Assigned task → No pictures belong in the answer. Repeat all the entries exactly.

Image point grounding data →
== == ==
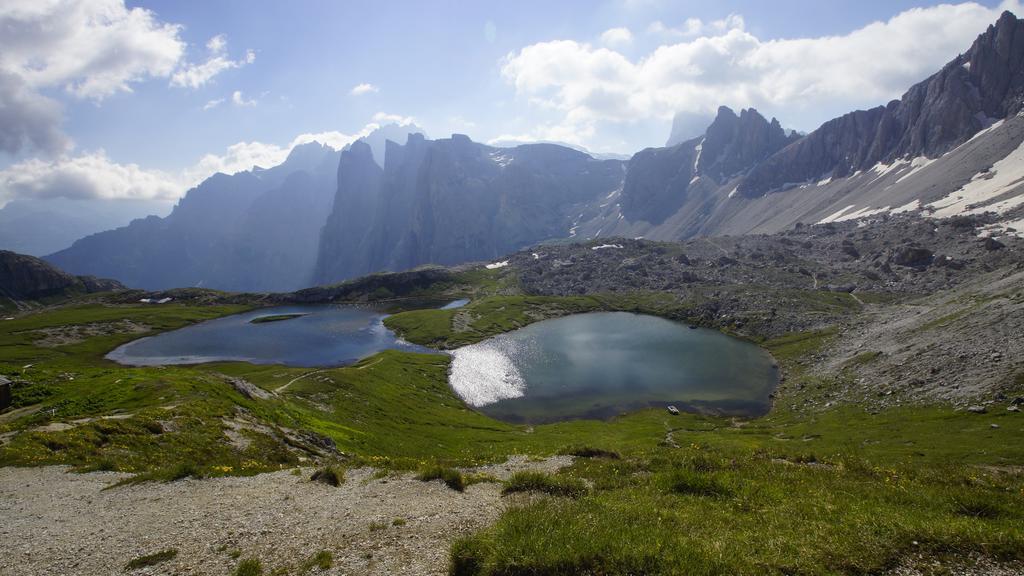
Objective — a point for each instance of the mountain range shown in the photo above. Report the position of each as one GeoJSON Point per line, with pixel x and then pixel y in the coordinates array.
{"type": "Point", "coordinates": [951, 145]}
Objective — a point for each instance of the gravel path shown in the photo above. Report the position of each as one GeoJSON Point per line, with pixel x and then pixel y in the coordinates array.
{"type": "Point", "coordinates": [55, 523]}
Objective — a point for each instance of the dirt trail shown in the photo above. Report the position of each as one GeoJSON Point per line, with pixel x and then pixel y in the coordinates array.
{"type": "Point", "coordinates": [284, 387]}
{"type": "Point", "coordinates": [67, 524]}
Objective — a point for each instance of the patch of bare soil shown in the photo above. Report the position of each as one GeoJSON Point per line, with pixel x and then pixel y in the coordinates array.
{"type": "Point", "coordinates": [74, 333]}
{"type": "Point", "coordinates": [74, 524]}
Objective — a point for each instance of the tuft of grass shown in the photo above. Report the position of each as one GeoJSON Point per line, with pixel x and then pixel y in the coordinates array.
{"type": "Point", "coordinates": [323, 560]}
{"type": "Point", "coordinates": [977, 505]}
{"type": "Point", "coordinates": [451, 477]}
{"type": "Point", "coordinates": [696, 484]}
{"type": "Point", "coordinates": [332, 476]}
{"type": "Point", "coordinates": [590, 452]}
{"type": "Point", "coordinates": [548, 484]}
{"type": "Point", "coordinates": [249, 567]}
{"type": "Point", "coordinates": [152, 560]}
{"type": "Point", "coordinates": [467, 557]}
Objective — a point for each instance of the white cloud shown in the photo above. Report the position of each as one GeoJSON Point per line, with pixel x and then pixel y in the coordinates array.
{"type": "Point", "coordinates": [616, 37]}
{"type": "Point", "coordinates": [90, 175]}
{"type": "Point", "coordinates": [696, 27]}
{"type": "Point", "coordinates": [239, 99]}
{"type": "Point", "coordinates": [364, 88]}
{"type": "Point", "coordinates": [90, 48]}
{"type": "Point", "coordinates": [198, 75]}
{"type": "Point", "coordinates": [385, 118]}
{"type": "Point", "coordinates": [210, 105]}
{"type": "Point", "coordinates": [820, 76]}
{"type": "Point", "coordinates": [93, 175]}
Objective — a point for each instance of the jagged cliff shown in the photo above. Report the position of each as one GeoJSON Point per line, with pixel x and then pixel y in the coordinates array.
{"type": "Point", "coordinates": [981, 85]}
{"type": "Point", "coordinates": [28, 278]}
{"type": "Point", "coordinates": [952, 145]}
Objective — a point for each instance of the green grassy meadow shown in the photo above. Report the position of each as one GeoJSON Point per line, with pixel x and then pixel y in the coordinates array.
{"type": "Point", "coordinates": [826, 491]}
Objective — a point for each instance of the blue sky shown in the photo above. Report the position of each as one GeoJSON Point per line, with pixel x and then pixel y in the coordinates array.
{"type": "Point", "coordinates": [607, 76]}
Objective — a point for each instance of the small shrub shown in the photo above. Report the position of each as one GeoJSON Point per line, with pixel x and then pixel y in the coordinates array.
{"type": "Point", "coordinates": [539, 482]}
{"type": "Point", "coordinates": [321, 561]}
{"type": "Point", "coordinates": [151, 560]}
{"type": "Point", "coordinates": [976, 505]}
{"type": "Point", "coordinates": [452, 478]}
{"type": "Point", "coordinates": [467, 557]}
{"type": "Point", "coordinates": [590, 452]}
{"type": "Point", "coordinates": [697, 484]}
{"type": "Point", "coordinates": [705, 463]}
{"type": "Point", "coordinates": [183, 470]}
{"type": "Point", "coordinates": [332, 476]}
{"type": "Point", "coordinates": [102, 465]}
{"type": "Point", "coordinates": [249, 567]}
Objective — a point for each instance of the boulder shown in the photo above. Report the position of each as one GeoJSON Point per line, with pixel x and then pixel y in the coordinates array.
{"type": "Point", "coordinates": [913, 256]}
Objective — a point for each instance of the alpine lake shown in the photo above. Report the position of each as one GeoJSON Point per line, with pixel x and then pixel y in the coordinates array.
{"type": "Point", "coordinates": [595, 365]}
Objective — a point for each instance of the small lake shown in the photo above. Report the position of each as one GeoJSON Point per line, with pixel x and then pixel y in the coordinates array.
{"type": "Point", "coordinates": [321, 336]}
{"type": "Point", "coordinates": [603, 364]}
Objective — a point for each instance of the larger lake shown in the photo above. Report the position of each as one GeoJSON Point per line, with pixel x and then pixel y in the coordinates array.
{"type": "Point", "coordinates": [603, 364]}
{"type": "Point", "coordinates": [314, 336]}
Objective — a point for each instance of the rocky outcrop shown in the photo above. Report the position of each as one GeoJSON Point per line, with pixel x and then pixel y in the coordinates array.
{"type": "Point", "coordinates": [453, 200]}
{"type": "Point", "coordinates": [254, 231]}
{"type": "Point", "coordinates": [657, 179]}
{"type": "Point", "coordinates": [346, 233]}
{"type": "Point", "coordinates": [28, 278]}
{"type": "Point", "coordinates": [933, 117]}
{"type": "Point", "coordinates": [257, 231]}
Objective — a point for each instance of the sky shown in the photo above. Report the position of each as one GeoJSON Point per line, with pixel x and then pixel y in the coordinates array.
== == ==
Exercise answer →
Objective — a point for each instance of the mountain range shown in the photo above. Report the position of each as one GeoJSON Point per line, with pixel x and then pixel y in the coordinates array.
{"type": "Point", "coordinates": [951, 145]}
Objective — a point for each instance of the gravel path shown in the photo above. Report the position of each as one GeoJSON Point per line, with pixel x and then pixel y in the coordinates array.
{"type": "Point", "coordinates": [55, 523]}
Objective — a point for each instance of the dirt trail shown in the photo above. Report the position of each as one GeoJSON Point per line, with pixel x and then pixel y in the coordinates array.
{"type": "Point", "coordinates": [284, 387]}
{"type": "Point", "coordinates": [67, 524]}
Objective — a point for each instance of the patch of bare soil shown in the photo above. Report the position of each as one GeoJSON Point per line, with pixel x and then pixel y in the coordinates array.
{"type": "Point", "coordinates": [74, 333]}
{"type": "Point", "coordinates": [74, 524]}
Objective — a point for each instance of the tuft of grass shown in the photo above. Report the position of each as one GeoJSON Point per line, with pixel x and then pixel y in the coordinates array.
{"type": "Point", "coordinates": [323, 560]}
{"type": "Point", "coordinates": [977, 505]}
{"type": "Point", "coordinates": [451, 477]}
{"type": "Point", "coordinates": [696, 484]}
{"type": "Point", "coordinates": [332, 476]}
{"type": "Point", "coordinates": [590, 452]}
{"type": "Point", "coordinates": [548, 484]}
{"type": "Point", "coordinates": [249, 567]}
{"type": "Point", "coordinates": [152, 560]}
{"type": "Point", "coordinates": [467, 557]}
Objective — a point for each instance of the white cloud shown in the photo above. Report the position of each as one GeoJSON Point per line, with pixel x and then pixel y in the coordinates array.
{"type": "Point", "coordinates": [616, 37]}
{"type": "Point", "coordinates": [90, 175]}
{"type": "Point", "coordinates": [696, 27]}
{"type": "Point", "coordinates": [239, 99]}
{"type": "Point", "coordinates": [364, 88]}
{"type": "Point", "coordinates": [90, 48]}
{"type": "Point", "coordinates": [198, 75]}
{"type": "Point", "coordinates": [385, 118]}
{"type": "Point", "coordinates": [210, 105]}
{"type": "Point", "coordinates": [820, 76]}
{"type": "Point", "coordinates": [93, 175]}
Objective — a point for each instance of the jagged cliff shown in the photo above. Report the position of each as one GeoJSON Point per line, with pixel x and then pixel y in the coordinates array.
{"type": "Point", "coordinates": [981, 85]}
{"type": "Point", "coordinates": [28, 278]}
{"type": "Point", "coordinates": [952, 145]}
Objective — a point for each instance of the green grassy meadow shown in the photo above. Report the position of each as one GeoJSON Point per line, with pixel x and then pixel y in the coordinates array.
{"type": "Point", "coordinates": [826, 491]}
Objective — a point for each instance of the blue sky shown in the photo above. Report the position of each as one GeoJSON Point per line, with pixel x and then pixel y in the coordinates array.
{"type": "Point", "coordinates": [607, 76]}
Objective — a point for each instance of the small shrub shown in the photo above. Report the position of each as one GeoJSON Point per line, with pixel x and then pixel y in the coordinates array.
{"type": "Point", "coordinates": [539, 482]}
{"type": "Point", "coordinates": [321, 561]}
{"type": "Point", "coordinates": [151, 560]}
{"type": "Point", "coordinates": [976, 505]}
{"type": "Point", "coordinates": [452, 478]}
{"type": "Point", "coordinates": [467, 557]}
{"type": "Point", "coordinates": [590, 452]}
{"type": "Point", "coordinates": [697, 484]}
{"type": "Point", "coordinates": [705, 463]}
{"type": "Point", "coordinates": [183, 470]}
{"type": "Point", "coordinates": [332, 476]}
{"type": "Point", "coordinates": [102, 465]}
{"type": "Point", "coordinates": [249, 567]}
Objective — a point for each instance of the boulder shown in the photo above. Report the position of each as one GeoJSON Point per line, with pixel x and then pixel y in the coordinates array.
{"type": "Point", "coordinates": [913, 256]}
Objective — a point for each instance of the alpine lake shown in the photo above. Report the position of each as one GeoJSON Point per line, with pixel x and then pixel y in the coordinates array.
{"type": "Point", "coordinates": [595, 365]}
Objective — a point for each instance of the small lake shown in the photo above. Report the position of each as one GeoJSON Point per line, with pixel x and then pixel y in the coordinates array.
{"type": "Point", "coordinates": [321, 336]}
{"type": "Point", "coordinates": [603, 364]}
Objective — a point for each instance of the larger lake shown in the photo above. Report the position of each as one GeoJSON Point per line, with pixel x and then pixel y in the coordinates array.
{"type": "Point", "coordinates": [603, 364]}
{"type": "Point", "coordinates": [314, 336]}
Objective — a point for each instance of the rocky outcrop shown in the photo above. Report the position of each as one GeoJSON Point per line, with pixel x and then pixel y in the coordinates array.
{"type": "Point", "coordinates": [453, 200]}
{"type": "Point", "coordinates": [254, 231]}
{"type": "Point", "coordinates": [657, 179]}
{"type": "Point", "coordinates": [346, 233]}
{"type": "Point", "coordinates": [28, 278]}
{"type": "Point", "coordinates": [933, 117]}
{"type": "Point", "coordinates": [257, 231]}
Objective — a point for each instance of the sky shown in the photo above. Report the position of each as one GeoJSON Point per line, with pixel x and then pixel y in the coordinates array.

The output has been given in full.